* Input data *
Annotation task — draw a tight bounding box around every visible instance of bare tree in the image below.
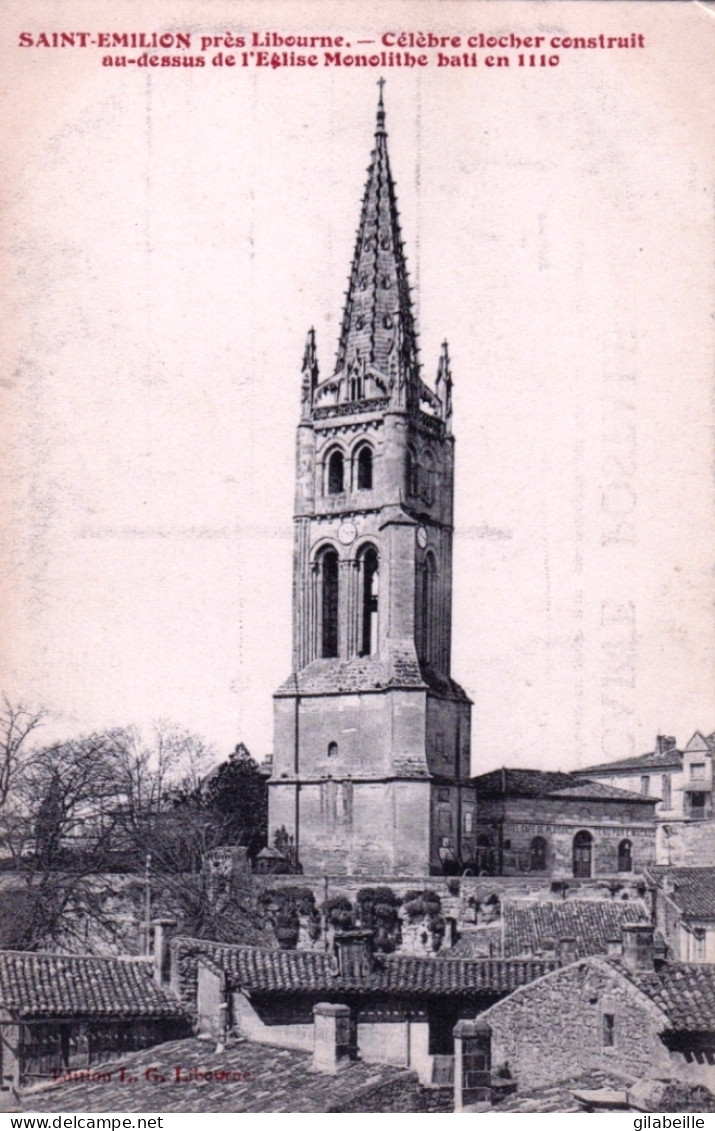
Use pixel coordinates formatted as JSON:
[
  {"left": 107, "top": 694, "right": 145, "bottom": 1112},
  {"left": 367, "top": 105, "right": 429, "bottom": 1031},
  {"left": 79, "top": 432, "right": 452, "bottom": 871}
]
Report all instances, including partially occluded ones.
==
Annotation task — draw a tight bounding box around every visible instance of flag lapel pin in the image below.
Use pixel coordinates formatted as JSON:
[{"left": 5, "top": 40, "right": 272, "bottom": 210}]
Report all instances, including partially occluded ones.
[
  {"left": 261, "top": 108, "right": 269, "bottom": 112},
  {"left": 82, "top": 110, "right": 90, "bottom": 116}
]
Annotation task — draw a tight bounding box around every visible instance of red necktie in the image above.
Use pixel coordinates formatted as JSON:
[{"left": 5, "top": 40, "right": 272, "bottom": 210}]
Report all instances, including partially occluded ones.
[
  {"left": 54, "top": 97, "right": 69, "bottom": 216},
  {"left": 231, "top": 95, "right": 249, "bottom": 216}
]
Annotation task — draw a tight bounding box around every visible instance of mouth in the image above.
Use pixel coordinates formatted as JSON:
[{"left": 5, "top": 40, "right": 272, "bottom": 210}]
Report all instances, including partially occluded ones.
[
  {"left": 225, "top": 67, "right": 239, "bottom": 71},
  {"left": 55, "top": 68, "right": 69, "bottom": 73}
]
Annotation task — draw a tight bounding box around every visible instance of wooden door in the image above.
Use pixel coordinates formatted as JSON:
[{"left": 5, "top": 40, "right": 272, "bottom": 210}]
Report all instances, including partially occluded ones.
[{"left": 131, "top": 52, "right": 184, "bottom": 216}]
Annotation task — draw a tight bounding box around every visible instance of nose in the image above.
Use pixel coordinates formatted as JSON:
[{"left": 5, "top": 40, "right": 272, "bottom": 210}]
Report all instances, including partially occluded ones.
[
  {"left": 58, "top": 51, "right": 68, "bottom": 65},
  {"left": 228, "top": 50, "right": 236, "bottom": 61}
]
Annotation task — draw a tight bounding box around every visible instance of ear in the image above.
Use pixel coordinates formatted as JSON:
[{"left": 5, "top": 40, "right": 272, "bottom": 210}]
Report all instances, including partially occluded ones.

* Problem requirements *
List every line of the records above that contains the string "below". The match is case-sensitive.

* Finished task *
Annotation task — draw a tight bounding box around every visible instance of bare tree in the image below.
Annotation task — draw a tight bounding box around every visible instance of flag lapel pin in the image below.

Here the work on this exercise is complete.